▸ **Do this**
Write out, character for character, the lines from the one with "Target: cabinet door" up to and including the one with "[[[132,119],[132,160],[152,160],[152,125]]]".

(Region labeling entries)

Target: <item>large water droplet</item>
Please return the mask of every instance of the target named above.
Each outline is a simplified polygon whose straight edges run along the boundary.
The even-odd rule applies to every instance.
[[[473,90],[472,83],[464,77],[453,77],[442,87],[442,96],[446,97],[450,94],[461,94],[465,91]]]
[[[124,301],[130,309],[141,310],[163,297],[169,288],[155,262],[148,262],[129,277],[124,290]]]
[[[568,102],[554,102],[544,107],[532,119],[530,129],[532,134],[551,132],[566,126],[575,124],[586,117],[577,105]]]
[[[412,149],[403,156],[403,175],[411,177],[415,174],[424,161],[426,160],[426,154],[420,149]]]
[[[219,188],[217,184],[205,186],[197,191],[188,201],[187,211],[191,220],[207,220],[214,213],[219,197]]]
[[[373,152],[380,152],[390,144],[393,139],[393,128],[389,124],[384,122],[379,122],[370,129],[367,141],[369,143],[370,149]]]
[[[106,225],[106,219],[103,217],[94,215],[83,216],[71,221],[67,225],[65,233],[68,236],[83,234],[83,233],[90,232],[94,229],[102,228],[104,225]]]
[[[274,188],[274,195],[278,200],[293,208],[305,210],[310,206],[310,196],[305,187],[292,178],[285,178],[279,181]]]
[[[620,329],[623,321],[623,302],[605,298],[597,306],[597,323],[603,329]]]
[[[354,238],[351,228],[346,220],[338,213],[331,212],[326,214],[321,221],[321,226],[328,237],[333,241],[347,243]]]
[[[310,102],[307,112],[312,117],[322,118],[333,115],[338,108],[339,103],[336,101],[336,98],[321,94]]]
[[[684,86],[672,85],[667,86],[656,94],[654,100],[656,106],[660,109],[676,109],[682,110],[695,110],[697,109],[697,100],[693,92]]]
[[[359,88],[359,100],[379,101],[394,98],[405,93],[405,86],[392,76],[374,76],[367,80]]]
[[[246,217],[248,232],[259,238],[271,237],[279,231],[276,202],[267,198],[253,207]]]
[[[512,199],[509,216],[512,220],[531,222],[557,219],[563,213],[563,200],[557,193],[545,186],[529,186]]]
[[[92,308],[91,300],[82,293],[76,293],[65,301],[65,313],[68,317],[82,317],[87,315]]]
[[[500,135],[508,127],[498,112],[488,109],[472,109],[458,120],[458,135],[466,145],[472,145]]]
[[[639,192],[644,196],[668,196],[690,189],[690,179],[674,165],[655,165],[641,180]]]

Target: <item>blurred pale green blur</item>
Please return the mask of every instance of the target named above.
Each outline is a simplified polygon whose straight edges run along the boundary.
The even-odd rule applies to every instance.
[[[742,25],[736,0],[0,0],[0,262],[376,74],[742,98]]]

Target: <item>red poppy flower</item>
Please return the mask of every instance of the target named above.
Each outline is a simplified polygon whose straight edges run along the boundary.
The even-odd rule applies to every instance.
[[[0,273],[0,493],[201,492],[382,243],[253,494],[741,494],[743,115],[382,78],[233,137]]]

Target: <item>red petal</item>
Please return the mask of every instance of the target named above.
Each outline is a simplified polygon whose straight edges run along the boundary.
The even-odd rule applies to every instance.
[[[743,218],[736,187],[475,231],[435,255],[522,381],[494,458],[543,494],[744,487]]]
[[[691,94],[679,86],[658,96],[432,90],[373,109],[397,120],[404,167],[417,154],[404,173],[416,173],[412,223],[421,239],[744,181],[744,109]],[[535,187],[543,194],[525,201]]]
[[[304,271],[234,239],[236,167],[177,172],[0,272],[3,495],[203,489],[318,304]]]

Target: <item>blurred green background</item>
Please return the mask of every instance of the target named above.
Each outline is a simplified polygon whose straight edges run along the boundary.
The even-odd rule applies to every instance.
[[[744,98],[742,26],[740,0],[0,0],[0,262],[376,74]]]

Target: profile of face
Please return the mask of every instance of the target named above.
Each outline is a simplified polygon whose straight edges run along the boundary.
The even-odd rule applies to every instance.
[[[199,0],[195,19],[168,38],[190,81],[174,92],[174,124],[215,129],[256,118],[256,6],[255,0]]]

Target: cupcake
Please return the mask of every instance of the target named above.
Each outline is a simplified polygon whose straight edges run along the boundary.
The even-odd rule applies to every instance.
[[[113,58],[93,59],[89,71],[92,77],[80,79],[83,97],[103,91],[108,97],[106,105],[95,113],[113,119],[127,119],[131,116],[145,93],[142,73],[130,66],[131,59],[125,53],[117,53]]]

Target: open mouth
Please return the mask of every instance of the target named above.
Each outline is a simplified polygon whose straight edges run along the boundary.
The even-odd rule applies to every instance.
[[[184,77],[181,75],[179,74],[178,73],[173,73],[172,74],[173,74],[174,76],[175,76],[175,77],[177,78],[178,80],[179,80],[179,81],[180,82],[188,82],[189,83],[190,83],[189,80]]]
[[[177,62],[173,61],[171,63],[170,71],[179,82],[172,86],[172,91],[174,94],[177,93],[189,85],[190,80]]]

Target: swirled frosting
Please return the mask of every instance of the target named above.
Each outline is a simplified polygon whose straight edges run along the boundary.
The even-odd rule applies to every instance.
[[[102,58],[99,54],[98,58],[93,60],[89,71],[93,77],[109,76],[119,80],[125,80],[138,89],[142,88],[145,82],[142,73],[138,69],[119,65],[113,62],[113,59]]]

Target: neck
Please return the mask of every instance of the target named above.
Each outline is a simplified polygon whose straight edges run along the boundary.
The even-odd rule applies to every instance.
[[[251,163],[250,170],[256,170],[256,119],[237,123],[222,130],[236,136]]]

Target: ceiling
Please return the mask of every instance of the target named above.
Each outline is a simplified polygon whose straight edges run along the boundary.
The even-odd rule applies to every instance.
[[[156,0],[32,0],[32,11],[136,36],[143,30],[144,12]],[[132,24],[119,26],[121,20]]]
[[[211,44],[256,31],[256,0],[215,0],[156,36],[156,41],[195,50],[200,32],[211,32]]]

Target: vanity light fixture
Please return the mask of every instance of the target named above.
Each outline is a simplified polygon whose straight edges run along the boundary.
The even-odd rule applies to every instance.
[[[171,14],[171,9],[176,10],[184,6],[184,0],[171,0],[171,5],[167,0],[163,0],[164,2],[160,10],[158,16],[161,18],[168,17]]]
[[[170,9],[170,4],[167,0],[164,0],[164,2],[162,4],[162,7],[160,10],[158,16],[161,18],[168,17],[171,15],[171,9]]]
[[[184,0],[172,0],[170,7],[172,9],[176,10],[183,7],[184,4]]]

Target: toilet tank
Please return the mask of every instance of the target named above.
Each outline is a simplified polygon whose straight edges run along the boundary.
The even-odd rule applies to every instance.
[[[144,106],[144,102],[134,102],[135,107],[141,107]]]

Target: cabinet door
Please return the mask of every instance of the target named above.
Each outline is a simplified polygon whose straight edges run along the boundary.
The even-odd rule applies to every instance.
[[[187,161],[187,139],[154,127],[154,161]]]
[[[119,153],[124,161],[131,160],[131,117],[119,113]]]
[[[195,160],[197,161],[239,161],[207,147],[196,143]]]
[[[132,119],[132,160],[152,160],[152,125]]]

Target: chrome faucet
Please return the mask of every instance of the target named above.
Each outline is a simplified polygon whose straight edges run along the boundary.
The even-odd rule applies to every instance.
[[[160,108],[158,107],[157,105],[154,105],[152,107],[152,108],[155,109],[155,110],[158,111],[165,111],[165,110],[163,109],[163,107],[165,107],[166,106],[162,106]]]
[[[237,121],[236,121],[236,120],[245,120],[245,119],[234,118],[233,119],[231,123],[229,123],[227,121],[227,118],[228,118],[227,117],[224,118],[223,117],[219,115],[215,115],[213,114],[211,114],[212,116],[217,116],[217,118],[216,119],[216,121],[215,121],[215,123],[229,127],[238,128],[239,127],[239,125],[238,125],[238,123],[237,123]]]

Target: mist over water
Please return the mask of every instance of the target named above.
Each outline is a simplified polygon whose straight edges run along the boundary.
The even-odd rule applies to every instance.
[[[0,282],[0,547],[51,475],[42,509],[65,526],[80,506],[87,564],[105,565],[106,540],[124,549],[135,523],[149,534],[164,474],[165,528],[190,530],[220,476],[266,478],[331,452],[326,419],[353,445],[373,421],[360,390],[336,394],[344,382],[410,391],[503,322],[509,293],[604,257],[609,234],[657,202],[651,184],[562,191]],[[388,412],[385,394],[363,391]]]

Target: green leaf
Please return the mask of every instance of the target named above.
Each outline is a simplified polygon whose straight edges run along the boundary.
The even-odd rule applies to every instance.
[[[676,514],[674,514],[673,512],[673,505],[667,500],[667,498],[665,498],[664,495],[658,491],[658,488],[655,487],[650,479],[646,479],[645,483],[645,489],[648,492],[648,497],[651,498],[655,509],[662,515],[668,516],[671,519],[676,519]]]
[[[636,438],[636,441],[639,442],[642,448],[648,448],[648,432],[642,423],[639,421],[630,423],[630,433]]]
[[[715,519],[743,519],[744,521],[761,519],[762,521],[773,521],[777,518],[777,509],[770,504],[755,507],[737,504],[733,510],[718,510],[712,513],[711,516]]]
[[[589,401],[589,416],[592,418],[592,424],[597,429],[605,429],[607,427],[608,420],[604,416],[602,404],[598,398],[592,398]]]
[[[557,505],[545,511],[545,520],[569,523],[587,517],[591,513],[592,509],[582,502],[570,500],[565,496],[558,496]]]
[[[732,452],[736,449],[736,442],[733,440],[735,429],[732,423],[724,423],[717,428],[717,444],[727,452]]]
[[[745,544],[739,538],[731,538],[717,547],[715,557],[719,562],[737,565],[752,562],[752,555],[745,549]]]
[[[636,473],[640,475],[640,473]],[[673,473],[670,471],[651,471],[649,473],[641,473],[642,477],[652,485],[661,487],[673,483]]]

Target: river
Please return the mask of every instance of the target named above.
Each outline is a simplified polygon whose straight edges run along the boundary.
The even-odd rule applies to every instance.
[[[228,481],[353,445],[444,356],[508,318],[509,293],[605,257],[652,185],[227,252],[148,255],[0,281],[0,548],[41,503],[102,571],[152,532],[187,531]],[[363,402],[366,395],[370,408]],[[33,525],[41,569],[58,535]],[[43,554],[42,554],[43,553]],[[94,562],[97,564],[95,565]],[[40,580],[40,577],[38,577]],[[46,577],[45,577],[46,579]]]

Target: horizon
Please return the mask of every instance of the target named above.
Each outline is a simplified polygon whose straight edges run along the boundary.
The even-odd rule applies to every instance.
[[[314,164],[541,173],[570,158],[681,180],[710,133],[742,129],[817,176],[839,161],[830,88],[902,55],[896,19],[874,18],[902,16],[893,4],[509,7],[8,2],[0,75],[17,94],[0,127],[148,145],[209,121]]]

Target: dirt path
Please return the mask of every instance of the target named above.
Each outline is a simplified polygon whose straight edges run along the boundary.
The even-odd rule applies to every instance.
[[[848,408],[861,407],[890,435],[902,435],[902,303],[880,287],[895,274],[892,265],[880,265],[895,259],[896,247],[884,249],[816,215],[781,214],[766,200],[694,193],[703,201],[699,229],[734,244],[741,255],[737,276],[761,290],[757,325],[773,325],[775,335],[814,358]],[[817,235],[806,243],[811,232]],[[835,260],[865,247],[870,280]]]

▸ **Response to the exercise**
Target: cabinet door
Please return the mask of every instance of the target named above.
Each outline is a simplified polygon whose straight edges run along the boundary.
The even-odd rule applies to every instance.
[[[187,161],[187,139],[154,127],[154,161]]]
[[[119,153],[124,161],[131,160],[131,117],[119,113]]]
[[[195,160],[197,161],[239,161],[207,147],[196,143]]]
[[[132,119],[132,160],[152,160],[152,125]]]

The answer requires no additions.